TEXT EXCERPT below:

It took several days for the results, and I kept busy trying to distract myself. I went shopping and was holding an armful of clothes when the phone rang and the neurologist told me they had found a cyst and I’d had a bleed in my brain, which had dried up. I was told I’d need to see a neurosurgeon immediately.
I then met Neil Kitchen, a neurosurgeon. He showed me the X-rays, which showed the golf ball-sized tumour - a benign Meningioma - deeply embedded in the left side of my brain. My first question to Neil Kitchen was: “Will I survive this?” And I remember him explaining that if I didn’t have surgery, it was likely the tumour would affect me so much I’d become paralysed and incapacitated within two years and dead within five. Based on this, my partner and I agreed that the operation had to go ahead, despite its potential risks.

End of TEXT EXCERPT.
GIVEN RECORDS below:

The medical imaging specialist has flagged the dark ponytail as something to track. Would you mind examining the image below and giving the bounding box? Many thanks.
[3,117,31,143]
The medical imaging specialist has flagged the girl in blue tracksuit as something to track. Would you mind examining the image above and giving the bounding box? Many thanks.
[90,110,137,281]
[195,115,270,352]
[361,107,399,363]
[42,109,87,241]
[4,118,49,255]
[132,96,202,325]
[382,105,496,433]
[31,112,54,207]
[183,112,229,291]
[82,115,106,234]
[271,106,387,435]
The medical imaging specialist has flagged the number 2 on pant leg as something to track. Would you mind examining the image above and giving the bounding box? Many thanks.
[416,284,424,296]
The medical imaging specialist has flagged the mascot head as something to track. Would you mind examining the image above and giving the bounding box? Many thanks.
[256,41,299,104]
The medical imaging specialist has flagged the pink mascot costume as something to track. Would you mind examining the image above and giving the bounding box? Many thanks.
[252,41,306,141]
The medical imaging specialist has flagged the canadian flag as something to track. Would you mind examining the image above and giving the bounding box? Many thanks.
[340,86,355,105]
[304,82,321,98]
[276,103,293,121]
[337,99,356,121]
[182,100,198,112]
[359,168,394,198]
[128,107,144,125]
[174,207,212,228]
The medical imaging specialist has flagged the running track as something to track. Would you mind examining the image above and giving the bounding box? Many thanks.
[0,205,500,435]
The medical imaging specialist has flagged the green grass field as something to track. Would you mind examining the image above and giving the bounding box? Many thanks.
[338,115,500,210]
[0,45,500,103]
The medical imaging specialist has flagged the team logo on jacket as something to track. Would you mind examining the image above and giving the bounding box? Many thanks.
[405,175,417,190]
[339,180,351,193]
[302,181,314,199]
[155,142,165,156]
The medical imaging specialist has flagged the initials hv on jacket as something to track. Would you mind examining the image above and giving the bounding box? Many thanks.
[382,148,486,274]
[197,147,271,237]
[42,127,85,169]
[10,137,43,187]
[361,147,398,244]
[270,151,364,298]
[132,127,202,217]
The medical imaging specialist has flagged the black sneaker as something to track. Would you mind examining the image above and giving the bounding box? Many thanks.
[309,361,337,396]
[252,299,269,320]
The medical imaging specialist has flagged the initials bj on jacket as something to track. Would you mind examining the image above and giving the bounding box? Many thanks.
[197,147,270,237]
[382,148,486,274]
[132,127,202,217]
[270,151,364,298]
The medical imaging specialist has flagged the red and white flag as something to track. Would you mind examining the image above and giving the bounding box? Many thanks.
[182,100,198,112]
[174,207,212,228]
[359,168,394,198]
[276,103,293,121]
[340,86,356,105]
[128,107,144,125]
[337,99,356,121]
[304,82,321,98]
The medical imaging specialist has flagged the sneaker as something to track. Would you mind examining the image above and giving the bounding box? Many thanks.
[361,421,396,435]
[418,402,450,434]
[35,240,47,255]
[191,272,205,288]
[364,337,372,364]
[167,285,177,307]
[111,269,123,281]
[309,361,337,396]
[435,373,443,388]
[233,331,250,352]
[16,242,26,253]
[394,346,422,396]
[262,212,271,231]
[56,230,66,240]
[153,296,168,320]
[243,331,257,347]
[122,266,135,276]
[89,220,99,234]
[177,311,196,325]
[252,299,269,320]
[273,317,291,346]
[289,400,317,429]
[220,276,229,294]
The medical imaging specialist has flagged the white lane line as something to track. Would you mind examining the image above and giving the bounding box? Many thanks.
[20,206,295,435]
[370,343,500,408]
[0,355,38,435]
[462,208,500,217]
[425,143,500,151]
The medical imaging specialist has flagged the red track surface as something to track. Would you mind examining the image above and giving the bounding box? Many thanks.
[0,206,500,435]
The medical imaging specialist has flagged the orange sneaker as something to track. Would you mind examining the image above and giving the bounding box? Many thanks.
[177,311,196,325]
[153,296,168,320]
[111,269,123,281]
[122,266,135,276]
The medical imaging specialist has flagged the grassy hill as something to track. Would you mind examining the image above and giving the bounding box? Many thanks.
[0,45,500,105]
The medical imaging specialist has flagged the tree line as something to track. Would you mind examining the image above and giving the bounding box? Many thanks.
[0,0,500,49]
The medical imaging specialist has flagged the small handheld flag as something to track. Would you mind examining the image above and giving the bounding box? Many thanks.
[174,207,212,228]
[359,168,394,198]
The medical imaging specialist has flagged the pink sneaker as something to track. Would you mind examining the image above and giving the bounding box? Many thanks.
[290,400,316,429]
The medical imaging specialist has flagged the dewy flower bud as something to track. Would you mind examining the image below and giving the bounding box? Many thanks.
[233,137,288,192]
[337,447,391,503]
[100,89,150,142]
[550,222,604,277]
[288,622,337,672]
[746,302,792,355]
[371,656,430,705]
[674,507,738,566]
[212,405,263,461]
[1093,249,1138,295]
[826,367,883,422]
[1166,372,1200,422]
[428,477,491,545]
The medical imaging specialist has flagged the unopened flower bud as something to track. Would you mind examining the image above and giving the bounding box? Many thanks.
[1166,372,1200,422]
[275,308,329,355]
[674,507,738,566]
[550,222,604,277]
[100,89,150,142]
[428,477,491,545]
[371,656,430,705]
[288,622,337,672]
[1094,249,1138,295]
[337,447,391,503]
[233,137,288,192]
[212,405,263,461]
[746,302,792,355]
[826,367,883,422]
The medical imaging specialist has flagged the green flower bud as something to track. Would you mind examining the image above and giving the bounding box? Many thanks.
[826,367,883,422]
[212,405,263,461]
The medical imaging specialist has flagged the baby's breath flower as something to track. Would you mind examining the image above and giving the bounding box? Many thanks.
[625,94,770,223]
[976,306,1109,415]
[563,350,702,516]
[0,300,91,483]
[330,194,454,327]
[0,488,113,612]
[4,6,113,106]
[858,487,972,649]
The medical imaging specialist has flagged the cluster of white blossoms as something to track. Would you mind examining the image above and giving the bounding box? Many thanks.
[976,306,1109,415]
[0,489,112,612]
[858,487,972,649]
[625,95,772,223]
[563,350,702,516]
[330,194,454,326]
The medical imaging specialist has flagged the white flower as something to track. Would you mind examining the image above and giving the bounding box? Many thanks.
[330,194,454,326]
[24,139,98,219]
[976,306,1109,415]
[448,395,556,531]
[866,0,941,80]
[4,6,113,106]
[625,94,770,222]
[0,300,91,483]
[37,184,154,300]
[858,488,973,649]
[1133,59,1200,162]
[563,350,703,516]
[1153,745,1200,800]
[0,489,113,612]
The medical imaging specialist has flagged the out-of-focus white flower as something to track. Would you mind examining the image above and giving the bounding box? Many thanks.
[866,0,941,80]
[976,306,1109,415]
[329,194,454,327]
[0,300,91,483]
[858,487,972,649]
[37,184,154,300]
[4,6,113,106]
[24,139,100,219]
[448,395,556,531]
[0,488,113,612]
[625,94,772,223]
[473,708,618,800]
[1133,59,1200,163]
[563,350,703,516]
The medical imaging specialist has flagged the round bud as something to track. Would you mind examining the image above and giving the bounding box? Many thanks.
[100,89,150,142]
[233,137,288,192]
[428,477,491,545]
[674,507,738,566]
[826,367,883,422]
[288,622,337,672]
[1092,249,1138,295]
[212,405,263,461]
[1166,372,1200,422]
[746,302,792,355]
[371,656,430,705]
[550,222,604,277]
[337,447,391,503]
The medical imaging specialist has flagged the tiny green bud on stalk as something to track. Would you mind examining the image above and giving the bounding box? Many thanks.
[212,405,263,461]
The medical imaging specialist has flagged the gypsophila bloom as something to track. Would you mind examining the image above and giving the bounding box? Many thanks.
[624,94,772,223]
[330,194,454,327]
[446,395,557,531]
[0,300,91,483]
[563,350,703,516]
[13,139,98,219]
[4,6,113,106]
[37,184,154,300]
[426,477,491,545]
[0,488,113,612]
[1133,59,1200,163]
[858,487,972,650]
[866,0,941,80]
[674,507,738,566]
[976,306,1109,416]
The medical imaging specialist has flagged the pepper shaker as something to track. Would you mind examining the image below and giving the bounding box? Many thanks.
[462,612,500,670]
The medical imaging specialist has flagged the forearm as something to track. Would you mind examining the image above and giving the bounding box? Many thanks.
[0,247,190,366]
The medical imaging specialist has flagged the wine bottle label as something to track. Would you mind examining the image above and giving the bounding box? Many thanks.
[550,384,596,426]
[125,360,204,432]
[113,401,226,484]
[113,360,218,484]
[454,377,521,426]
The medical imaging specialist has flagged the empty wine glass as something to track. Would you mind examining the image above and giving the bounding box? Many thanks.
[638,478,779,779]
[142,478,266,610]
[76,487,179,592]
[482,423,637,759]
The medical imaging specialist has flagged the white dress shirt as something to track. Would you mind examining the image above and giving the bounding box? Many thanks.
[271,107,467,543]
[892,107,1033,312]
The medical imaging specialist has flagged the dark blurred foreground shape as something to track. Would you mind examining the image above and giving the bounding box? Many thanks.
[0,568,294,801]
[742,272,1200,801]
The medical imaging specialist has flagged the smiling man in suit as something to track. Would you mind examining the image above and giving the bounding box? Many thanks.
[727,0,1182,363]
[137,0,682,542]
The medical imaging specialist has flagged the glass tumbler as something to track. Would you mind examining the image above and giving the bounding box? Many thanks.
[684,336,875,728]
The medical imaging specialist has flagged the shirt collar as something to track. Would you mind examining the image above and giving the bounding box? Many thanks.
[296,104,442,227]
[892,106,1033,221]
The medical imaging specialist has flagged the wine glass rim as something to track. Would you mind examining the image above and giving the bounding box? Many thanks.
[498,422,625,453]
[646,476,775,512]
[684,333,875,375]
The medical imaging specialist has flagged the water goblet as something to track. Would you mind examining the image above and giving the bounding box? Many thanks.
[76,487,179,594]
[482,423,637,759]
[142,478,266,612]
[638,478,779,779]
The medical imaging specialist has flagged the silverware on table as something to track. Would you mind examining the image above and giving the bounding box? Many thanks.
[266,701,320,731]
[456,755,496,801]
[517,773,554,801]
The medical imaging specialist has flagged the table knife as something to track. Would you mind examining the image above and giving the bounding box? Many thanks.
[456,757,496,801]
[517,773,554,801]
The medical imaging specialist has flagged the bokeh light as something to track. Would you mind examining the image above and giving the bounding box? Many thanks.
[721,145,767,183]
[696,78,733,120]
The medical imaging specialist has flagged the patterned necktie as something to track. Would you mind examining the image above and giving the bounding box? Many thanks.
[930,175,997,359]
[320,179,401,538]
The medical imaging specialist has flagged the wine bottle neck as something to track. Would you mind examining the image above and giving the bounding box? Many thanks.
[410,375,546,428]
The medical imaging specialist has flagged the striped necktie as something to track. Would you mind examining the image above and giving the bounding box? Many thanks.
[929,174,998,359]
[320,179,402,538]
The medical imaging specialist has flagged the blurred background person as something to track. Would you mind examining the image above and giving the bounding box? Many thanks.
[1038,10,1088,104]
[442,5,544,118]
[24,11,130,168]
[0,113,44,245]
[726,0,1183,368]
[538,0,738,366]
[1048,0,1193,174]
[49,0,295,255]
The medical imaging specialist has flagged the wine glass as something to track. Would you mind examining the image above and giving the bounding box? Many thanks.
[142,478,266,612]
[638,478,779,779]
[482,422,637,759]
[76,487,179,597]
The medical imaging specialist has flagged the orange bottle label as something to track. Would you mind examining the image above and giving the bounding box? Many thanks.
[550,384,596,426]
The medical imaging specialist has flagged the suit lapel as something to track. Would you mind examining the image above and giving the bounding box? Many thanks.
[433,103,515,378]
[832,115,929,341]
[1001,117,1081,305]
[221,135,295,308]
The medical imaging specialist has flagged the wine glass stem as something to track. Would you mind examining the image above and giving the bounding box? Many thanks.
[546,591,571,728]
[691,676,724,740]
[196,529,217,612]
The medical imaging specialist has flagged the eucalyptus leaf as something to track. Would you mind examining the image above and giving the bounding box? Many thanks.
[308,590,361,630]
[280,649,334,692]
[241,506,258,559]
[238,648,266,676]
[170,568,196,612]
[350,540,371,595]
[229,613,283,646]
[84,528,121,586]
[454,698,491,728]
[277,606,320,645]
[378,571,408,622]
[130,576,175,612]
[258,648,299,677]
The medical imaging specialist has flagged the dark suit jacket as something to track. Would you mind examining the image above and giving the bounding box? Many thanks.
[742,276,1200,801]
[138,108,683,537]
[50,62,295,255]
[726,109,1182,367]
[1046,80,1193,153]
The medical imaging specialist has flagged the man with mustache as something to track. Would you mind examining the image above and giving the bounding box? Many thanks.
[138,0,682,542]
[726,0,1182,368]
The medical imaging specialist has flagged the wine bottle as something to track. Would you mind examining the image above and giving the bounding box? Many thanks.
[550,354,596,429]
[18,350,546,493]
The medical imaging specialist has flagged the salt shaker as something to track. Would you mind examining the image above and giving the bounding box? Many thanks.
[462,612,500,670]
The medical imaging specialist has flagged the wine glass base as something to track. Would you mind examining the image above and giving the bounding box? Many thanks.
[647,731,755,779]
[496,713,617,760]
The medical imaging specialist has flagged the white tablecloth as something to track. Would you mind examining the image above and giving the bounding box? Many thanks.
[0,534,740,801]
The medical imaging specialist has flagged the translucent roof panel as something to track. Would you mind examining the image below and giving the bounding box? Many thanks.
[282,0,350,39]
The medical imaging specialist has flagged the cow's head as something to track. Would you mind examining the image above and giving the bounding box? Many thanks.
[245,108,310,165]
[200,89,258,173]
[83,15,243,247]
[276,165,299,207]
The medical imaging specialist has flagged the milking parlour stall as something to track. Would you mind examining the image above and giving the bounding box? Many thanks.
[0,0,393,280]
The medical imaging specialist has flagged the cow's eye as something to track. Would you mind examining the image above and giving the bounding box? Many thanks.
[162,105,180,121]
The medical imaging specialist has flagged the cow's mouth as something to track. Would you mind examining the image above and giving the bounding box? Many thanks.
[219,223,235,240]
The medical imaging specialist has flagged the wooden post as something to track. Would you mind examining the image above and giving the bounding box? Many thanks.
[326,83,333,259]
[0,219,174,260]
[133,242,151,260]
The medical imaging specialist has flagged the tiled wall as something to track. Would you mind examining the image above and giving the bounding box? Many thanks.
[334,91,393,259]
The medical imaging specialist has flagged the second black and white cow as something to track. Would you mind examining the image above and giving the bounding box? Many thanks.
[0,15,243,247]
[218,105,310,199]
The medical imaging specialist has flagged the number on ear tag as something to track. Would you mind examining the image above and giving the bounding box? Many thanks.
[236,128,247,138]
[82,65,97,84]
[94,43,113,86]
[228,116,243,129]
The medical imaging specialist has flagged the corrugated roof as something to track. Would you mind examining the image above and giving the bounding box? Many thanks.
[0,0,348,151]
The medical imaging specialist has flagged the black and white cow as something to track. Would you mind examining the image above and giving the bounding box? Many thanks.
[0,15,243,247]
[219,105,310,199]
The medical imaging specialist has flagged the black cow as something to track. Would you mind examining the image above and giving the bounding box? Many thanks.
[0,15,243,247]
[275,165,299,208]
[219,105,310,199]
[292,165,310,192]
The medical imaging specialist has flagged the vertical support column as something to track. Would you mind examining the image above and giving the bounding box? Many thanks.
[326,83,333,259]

End of GIVEN RECORDS.

THINGS TO DO.
1. Change "tumour" to "growth" in the brain tumor account between "It took several" and "its potential risks.", inclusive, and give that passage back.
2. Carry on the brain tumor account from its final sentence.
The material has nothing to do with the brain tumor account.

WRITTEN ANSWERS.
1.
It took several days for the results, and I kept busy trying to distract myself. I went shopping and was holding an armful of clothes when the phone rang and the neurologist told me they had found a cyst and I’d had a bleed in my brain, which had dried up. I was told I’d need to see a neurosurgeon immediately.
I then met Neil Kitchen, a neurosurgeon. He showed me the X-rays, which showed the golf ball-sized growth - a benign Meningioma - deeply embedded in the left side of my brain. My first question to Neil Kitchen was: “Will I survive this?” And I remember him explaining that if I didn’t have surgery, it was likely the growth would affect me so much I’d become paralysed and incapacitated within two years and dead within five. Based on this, my partner and I agreed that the operation had to go ahead, despite its potential risks.

2.
My daughter was to be thirteen on 1st February so we scheduled the operation for the end of the month. I could not face the operation over-shadowing her birthday, but there was also a chance I might not survive the surgery or I might wake up paralysed or unable to speak.
Having worked in fashion and fitness for many years, I know personally and through the experience of working with my coaching clients how important appearances are. Your appearance can affect your confidence and how you feel about yourself. It can also affect how others perceive you. I was absolutely mortified at the thought of having my head shaved and knew how much it would upset my children. I’ve always had long hair, but I asked if the surgeon could just shave half off, which he did. It softened the blow to some extent.
I woke up after the operation to see my Mum and feel her holding my hand. Ten days recuperation followed in hospital, then three months at home. I had three plates put into my head and six screws. (I like to joke that one of the screws is loose which it is!) I fought to regain my balance and walk properly. The biggest hurdle was getting used to the pain which I continue to live with to this day.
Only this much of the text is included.